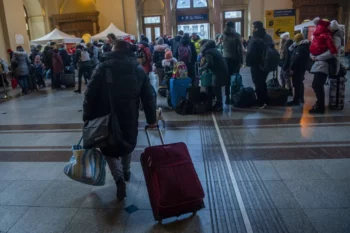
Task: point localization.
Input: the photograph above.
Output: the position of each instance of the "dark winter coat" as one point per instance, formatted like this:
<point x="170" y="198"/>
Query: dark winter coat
<point x="130" y="84"/>
<point x="256" y="47"/>
<point x="287" y="54"/>
<point x="47" y="56"/>
<point x="23" y="67"/>
<point x="232" y="45"/>
<point x="215" y="62"/>
<point x="65" y="57"/>
<point x="185" y="42"/>
<point x="175" y="42"/>
<point x="300" y="57"/>
<point x="158" y="54"/>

::::::::::

# Exercise requirements
Print out the material verbatim, skipping pictures.

# Answer to the exercise
Task: point localization.
Input: the photograph above.
Output: the position of each instance of the "dark winter coat" as one point per instance, formatted like this:
<point x="170" y="198"/>
Query: dark winter coat
<point x="130" y="84"/>
<point x="256" y="47"/>
<point x="287" y="54"/>
<point x="47" y="56"/>
<point x="23" y="67"/>
<point x="232" y="45"/>
<point x="215" y="62"/>
<point x="65" y="57"/>
<point x="185" y="42"/>
<point x="175" y="42"/>
<point x="300" y="57"/>
<point x="158" y="54"/>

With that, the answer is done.